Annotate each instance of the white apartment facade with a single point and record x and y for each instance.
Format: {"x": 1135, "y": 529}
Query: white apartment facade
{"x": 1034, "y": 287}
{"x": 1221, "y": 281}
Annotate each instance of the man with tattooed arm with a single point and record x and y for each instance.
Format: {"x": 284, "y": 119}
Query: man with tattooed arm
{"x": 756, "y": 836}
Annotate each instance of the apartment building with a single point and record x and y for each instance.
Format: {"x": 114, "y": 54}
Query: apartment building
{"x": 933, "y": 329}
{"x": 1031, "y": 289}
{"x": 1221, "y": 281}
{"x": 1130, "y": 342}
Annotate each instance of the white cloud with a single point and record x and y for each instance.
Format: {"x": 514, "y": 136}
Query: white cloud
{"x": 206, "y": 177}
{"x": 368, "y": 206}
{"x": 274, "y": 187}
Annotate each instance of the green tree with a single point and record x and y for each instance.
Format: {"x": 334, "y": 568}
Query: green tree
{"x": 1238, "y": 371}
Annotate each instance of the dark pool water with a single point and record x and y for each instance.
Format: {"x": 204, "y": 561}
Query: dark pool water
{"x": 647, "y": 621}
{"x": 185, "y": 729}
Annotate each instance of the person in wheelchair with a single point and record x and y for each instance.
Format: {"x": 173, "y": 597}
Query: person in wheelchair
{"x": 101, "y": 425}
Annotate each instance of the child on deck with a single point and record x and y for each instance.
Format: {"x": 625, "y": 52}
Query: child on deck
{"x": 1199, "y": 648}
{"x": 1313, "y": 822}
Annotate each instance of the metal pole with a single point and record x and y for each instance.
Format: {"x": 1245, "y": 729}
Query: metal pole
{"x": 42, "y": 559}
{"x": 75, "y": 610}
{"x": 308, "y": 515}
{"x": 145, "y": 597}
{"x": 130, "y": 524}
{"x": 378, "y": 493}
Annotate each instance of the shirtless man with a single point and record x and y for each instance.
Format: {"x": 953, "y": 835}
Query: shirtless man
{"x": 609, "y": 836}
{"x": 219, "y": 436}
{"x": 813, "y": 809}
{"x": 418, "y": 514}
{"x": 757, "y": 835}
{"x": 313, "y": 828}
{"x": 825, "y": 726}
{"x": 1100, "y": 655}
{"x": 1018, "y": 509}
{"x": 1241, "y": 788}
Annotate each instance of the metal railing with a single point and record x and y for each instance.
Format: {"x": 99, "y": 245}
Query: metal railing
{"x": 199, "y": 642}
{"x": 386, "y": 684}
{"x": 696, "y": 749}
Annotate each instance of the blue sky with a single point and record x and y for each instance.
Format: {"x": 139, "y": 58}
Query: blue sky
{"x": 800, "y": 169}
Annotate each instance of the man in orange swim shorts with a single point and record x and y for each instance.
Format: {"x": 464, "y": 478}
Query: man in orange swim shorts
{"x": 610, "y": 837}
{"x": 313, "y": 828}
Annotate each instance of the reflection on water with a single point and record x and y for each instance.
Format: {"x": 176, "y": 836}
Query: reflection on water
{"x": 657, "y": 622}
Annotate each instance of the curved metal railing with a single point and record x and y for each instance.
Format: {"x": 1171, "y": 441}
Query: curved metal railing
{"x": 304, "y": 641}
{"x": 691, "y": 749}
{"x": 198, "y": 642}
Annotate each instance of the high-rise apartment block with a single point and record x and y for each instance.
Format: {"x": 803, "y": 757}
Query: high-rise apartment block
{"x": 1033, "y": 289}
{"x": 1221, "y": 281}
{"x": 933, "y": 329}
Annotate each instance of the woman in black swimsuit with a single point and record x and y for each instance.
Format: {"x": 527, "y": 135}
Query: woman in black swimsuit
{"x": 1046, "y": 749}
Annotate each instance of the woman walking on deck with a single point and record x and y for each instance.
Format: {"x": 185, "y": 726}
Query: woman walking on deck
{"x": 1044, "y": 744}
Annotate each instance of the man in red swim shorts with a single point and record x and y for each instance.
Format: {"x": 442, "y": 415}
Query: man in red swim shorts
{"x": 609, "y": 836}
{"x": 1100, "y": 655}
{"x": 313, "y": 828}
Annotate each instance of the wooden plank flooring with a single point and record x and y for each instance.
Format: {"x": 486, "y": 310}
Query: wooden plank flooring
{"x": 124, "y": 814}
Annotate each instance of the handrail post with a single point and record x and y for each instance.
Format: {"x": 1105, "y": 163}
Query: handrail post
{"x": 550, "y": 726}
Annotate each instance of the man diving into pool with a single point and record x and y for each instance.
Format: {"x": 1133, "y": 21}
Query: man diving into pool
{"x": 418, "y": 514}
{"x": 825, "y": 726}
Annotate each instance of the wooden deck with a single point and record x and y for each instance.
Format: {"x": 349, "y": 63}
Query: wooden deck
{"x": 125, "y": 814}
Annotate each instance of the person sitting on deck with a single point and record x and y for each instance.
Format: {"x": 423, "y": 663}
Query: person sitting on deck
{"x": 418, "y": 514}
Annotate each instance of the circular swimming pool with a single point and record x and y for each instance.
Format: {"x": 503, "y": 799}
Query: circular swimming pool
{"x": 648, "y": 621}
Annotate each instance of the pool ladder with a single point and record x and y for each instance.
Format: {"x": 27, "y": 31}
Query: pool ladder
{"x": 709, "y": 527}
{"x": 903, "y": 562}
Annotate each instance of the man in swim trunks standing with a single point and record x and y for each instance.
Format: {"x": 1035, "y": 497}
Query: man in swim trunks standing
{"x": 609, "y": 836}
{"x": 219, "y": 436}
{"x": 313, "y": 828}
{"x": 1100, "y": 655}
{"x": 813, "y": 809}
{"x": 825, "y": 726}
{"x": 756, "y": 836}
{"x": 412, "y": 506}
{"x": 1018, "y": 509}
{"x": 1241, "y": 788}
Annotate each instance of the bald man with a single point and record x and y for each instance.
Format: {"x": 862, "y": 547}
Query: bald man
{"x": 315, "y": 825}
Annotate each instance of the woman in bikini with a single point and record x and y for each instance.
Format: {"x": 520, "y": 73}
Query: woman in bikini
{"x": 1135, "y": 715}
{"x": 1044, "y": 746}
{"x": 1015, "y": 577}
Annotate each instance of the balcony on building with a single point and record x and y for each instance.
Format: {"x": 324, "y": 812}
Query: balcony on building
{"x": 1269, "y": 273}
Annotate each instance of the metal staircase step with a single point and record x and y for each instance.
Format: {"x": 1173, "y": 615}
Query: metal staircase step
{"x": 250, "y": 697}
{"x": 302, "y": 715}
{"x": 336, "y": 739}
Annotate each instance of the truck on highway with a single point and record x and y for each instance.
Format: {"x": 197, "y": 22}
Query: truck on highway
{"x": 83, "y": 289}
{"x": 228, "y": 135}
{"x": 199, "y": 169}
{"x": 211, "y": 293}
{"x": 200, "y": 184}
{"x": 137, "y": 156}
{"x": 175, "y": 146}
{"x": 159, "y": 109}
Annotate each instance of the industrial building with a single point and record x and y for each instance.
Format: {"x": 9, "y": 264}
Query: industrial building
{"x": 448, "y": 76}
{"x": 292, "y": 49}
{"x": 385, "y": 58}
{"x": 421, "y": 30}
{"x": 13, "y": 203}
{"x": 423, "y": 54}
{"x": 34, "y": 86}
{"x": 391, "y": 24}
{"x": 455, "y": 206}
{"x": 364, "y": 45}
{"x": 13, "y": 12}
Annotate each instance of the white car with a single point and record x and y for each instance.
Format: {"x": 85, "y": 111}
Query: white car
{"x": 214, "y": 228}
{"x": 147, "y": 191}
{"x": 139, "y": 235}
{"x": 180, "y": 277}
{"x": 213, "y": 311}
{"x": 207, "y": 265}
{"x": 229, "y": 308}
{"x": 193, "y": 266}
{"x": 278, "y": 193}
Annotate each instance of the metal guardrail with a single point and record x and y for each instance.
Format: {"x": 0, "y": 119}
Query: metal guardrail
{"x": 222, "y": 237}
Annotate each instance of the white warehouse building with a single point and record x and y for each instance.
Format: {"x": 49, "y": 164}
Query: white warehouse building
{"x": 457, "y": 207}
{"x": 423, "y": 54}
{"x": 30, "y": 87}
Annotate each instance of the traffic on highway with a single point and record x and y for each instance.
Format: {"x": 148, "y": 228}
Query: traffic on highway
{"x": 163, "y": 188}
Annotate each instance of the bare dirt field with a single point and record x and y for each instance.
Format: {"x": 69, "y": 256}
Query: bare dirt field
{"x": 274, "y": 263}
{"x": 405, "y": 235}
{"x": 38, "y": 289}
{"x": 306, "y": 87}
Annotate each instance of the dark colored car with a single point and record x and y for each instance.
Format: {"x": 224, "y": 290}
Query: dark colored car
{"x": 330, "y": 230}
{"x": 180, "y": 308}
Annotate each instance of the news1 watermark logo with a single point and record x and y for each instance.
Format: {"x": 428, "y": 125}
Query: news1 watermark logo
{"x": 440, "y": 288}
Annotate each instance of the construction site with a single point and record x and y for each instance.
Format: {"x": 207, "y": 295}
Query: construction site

━━━

= What the exercise asks =
Copy out every line of the rows from the one containing "Annotate each instance of the news1" down to the last row, keeping both ends.

= Task result =
Annotate each instance of the news1 watermark logo with a single point and record x and y for each instance.
Format: {"x": 428, "y": 125}
Query: news1 watermark logo
{"x": 440, "y": 288}
Annotate each instance of the construction site with a single point and record x and y for each instance.
Format: {"x": 207, "y": 295}
Query: construction site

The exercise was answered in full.